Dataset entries
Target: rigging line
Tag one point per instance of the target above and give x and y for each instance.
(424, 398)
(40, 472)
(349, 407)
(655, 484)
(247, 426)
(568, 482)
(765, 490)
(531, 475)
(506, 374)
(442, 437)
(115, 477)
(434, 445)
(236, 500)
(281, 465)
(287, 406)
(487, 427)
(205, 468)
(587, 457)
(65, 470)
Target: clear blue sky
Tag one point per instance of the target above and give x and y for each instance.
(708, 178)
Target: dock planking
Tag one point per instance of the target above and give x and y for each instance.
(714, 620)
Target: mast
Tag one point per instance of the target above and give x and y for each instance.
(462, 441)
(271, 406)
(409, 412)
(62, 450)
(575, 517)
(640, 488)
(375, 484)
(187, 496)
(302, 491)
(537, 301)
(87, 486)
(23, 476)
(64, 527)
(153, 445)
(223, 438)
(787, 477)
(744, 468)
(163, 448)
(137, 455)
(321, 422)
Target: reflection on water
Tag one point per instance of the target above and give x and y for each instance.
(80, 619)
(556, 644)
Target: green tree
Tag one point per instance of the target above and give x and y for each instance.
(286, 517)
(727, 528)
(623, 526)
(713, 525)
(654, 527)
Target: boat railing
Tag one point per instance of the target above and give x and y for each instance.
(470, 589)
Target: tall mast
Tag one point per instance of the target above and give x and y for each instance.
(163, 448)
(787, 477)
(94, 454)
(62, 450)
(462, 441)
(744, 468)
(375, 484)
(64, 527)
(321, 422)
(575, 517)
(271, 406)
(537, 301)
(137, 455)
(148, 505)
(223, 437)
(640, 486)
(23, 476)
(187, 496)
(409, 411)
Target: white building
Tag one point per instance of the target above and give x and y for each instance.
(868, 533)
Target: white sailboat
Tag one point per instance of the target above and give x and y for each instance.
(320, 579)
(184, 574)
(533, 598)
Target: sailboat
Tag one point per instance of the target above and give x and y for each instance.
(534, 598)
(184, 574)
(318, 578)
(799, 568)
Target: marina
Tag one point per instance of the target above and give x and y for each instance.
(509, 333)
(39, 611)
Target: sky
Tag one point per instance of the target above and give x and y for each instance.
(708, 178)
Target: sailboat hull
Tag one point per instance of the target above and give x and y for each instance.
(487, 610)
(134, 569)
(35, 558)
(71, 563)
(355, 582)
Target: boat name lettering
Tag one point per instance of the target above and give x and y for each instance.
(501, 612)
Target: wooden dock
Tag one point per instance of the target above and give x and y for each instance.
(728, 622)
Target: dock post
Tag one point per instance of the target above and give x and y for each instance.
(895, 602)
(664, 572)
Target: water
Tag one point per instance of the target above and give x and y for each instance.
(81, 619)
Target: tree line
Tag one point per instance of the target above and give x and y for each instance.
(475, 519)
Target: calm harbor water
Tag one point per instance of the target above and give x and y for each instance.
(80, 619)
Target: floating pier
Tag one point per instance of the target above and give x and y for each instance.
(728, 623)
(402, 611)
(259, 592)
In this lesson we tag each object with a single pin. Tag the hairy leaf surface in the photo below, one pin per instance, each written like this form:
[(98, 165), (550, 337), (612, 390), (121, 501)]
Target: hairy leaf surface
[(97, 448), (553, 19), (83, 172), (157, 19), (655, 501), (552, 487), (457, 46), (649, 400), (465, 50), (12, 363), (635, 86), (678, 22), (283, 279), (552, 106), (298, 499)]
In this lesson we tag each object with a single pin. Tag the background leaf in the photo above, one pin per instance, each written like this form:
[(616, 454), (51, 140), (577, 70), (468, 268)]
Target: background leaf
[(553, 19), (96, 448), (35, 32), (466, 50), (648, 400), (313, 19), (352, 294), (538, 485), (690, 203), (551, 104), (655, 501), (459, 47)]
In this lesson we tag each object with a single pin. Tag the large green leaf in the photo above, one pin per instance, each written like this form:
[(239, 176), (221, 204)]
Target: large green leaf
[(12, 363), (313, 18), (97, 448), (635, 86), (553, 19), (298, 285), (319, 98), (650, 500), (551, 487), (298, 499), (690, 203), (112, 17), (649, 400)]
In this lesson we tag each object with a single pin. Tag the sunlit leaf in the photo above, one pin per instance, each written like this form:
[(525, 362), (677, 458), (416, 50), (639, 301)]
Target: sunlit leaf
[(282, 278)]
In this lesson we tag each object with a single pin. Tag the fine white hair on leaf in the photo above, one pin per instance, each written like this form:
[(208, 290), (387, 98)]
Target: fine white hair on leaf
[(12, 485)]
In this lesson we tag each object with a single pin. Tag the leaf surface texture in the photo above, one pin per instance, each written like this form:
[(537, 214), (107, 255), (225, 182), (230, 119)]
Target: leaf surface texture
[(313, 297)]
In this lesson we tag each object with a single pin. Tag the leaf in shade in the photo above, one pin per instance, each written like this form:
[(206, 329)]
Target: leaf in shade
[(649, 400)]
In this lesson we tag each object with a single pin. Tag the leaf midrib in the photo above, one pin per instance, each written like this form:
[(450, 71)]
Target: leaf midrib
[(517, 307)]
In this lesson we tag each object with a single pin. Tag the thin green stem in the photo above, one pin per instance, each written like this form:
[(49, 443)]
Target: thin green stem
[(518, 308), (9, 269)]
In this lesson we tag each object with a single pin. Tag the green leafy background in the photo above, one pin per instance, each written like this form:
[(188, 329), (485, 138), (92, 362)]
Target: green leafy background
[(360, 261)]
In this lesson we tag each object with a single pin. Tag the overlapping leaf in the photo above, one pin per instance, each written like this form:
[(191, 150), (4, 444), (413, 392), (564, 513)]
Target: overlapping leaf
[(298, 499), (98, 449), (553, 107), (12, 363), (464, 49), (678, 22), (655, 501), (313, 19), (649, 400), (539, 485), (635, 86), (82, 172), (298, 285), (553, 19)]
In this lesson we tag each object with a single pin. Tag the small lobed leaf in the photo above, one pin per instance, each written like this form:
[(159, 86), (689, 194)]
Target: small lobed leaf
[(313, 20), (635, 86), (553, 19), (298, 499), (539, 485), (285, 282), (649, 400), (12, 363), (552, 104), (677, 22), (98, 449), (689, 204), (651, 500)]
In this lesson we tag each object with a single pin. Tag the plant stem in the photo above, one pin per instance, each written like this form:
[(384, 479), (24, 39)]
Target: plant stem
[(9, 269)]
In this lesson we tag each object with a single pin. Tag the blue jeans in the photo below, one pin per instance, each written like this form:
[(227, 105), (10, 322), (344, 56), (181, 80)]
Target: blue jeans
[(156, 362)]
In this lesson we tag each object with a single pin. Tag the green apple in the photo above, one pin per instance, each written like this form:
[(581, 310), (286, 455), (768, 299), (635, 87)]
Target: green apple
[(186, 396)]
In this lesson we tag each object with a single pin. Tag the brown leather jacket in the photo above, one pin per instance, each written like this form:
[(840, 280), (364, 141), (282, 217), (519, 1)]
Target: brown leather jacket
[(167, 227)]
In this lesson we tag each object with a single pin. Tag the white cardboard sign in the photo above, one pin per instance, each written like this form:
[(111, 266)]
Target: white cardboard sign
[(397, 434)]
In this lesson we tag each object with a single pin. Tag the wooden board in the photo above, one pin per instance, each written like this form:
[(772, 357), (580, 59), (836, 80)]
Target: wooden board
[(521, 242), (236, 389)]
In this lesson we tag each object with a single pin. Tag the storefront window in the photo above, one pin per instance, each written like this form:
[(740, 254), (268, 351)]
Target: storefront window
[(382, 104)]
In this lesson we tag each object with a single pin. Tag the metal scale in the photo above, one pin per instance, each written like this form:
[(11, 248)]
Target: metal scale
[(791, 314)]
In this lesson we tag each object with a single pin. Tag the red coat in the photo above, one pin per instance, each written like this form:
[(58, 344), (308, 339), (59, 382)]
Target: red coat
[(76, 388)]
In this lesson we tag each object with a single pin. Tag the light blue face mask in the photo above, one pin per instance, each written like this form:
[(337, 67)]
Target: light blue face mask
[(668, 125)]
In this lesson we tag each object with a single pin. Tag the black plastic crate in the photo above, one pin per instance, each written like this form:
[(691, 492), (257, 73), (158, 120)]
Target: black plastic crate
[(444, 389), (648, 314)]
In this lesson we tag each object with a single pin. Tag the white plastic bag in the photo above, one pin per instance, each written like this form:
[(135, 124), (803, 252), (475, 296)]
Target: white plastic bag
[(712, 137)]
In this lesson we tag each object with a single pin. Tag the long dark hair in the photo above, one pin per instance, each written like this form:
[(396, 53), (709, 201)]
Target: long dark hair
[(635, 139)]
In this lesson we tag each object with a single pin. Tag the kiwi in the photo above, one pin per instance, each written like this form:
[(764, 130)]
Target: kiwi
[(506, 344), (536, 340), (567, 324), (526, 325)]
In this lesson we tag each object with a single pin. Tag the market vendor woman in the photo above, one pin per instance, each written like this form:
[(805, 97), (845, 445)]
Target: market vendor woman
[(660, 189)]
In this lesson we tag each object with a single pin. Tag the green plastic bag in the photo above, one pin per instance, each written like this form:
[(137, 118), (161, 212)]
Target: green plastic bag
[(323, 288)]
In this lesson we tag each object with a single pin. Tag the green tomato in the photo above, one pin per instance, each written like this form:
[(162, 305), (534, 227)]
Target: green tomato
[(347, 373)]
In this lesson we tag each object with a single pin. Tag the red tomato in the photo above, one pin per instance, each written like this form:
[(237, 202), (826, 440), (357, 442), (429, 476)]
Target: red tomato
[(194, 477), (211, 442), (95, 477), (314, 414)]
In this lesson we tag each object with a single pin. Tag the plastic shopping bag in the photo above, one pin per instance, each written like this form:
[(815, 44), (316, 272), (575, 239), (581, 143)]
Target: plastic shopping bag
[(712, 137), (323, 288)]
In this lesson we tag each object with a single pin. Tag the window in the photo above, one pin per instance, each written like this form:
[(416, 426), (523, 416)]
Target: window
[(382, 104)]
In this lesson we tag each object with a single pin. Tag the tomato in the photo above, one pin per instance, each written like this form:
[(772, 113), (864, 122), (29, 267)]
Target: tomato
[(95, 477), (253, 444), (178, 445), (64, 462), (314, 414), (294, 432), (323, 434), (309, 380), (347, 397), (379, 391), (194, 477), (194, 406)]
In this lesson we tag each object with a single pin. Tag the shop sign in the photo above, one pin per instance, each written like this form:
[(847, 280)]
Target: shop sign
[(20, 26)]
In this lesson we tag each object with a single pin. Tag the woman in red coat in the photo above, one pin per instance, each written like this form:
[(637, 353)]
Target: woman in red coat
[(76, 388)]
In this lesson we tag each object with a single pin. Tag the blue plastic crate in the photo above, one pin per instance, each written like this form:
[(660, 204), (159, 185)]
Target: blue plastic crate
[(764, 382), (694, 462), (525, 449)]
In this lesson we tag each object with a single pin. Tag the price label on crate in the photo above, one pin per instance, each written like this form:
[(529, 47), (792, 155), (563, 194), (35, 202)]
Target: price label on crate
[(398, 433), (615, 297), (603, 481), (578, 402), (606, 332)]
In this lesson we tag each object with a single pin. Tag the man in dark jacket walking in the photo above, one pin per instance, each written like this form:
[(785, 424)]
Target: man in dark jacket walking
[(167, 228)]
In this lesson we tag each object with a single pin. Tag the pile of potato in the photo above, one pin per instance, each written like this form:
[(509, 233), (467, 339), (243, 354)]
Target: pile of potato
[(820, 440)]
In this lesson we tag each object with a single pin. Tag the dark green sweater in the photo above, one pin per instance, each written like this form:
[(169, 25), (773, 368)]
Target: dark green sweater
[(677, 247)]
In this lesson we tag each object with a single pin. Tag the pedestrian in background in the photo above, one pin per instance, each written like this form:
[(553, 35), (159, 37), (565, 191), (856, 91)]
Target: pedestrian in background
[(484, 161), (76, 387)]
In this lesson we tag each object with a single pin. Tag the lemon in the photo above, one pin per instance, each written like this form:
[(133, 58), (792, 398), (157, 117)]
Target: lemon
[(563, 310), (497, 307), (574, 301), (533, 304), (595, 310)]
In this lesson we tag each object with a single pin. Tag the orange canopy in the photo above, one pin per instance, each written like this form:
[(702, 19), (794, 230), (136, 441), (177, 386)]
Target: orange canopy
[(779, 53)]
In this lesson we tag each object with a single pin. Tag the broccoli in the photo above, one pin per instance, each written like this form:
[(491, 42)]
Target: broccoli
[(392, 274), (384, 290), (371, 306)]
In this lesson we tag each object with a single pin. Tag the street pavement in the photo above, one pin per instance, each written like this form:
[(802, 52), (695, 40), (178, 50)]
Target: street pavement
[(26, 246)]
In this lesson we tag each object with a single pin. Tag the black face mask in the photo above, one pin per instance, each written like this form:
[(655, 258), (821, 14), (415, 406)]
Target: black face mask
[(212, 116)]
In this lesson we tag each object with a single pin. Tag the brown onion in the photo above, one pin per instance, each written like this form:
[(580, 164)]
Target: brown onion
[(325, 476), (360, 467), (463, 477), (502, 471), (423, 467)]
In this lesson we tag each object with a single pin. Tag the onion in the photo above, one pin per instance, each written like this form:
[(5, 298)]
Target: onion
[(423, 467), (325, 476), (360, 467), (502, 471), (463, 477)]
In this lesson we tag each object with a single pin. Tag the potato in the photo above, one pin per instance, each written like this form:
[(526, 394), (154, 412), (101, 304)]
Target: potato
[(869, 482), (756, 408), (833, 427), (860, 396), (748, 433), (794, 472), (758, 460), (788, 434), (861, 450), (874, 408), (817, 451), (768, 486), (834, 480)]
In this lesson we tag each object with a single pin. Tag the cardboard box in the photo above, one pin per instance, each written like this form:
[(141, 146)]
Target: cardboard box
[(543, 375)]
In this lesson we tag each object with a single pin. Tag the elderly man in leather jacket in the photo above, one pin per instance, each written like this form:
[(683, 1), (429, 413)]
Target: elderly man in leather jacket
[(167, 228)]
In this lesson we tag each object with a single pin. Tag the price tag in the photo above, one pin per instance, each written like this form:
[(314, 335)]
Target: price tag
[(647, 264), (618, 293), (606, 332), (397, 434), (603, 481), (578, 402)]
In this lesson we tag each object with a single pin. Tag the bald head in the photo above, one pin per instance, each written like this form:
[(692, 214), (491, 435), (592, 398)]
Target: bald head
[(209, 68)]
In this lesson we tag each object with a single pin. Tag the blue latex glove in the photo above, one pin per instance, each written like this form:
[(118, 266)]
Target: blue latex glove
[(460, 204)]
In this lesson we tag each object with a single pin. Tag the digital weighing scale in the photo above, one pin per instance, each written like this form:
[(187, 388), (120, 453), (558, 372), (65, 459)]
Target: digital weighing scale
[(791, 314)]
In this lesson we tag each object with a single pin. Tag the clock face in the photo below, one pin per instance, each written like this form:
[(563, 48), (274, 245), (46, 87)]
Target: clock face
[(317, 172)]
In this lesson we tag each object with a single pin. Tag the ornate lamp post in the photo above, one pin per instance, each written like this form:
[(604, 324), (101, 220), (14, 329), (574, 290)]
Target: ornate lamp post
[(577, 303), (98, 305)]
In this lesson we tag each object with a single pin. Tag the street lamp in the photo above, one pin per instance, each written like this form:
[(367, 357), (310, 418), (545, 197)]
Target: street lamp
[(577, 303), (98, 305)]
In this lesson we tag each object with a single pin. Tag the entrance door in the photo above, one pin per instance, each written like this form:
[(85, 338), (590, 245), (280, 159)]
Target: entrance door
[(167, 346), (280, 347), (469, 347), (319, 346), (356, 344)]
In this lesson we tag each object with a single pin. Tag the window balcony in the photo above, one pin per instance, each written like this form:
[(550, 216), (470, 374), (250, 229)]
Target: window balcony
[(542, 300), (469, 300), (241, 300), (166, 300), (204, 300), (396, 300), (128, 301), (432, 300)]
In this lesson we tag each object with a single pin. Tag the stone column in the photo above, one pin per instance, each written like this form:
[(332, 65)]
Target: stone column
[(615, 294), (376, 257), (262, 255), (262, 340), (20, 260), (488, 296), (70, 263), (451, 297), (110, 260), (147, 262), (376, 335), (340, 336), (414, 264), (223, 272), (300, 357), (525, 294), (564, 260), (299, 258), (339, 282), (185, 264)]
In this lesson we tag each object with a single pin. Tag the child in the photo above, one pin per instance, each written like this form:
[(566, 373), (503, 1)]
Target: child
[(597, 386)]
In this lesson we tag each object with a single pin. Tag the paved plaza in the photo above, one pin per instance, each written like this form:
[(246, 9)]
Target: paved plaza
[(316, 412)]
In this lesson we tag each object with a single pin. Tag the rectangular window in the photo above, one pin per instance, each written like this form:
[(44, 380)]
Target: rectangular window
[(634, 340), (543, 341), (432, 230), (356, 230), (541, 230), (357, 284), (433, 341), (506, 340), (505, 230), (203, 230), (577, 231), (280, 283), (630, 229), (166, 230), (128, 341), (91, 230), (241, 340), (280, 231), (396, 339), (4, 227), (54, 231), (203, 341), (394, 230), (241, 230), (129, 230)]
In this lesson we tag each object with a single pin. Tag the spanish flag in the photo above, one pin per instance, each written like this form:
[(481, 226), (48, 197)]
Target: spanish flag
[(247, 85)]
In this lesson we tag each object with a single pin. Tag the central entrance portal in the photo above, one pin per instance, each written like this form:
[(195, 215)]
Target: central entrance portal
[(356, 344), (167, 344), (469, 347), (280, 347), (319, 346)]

Try it: When the line with "the window balcony" is reached in the data above, begin copying, and stop after the line with "Tag the spanish"; copy each line exactly, both ends included.

Result below:
In this lesson we tag each object with a single pin. Tag the window balcony in the photo above, one pin per instance, each written like this form:
[(550, 216), (470, 374), (250, 229)]
Target: window balcony
[(542, 300), (469, 300), (241, 300), (166, 300), (204, 300), (396, 300), (128, 301), (432, 300)]
In this lesson we tag each object with a single pin. Tag the stone column in the photo above, one pin per instance, each written like this form:
[(332, 65)]
Target: stone column
[(615, 294), (376, 257), (262, 255), (262, 340), (20, 260), (488, 296), (70, 263), (451, 297), (110, 260), (147, 262), (376, 335), (340, 336), (414, 264), (223, 272), (300, 357), (525, 294), (564, 260), (299, 258), (339, 282), (185, 264)]
In this lesson we tag each object with a single pin. Tag the child in the photo above, one pin per instance, each written like this form:
[(566, 373), (503, 1)]
Target: child
[(597, 386)]
In this lesson we tag each object with a single pin. Tag the paved plaza in the photo above, one pin per instance, each written like this form:
[(246, 9)]
Target: paved plaza
[(316, 412)]
In this lesson we tag each object with a single pin. Tag the rectangular window in the photo above, one pin per instance, each written like this form:
[(44, 380)]
Target: rectangular window
[(634, 340), (543, 341), (432, 230), (356, 230), (541, 230), (357, 284), (433, 341), (506, 340), (505, 230), (203, 230), (577, 231), (280, 283), (630, 229), (166, 230), (128, 341), (91, 230), (241, 340), (280, 231), (396, 339), (4, 227), (54, 231), (203, 341), (394, 230), (241, 230), (129, 230)]
In this lesson we tag each object with a single pin. Tag the spanish flag in the photo above, one pin per instance, each written like this form:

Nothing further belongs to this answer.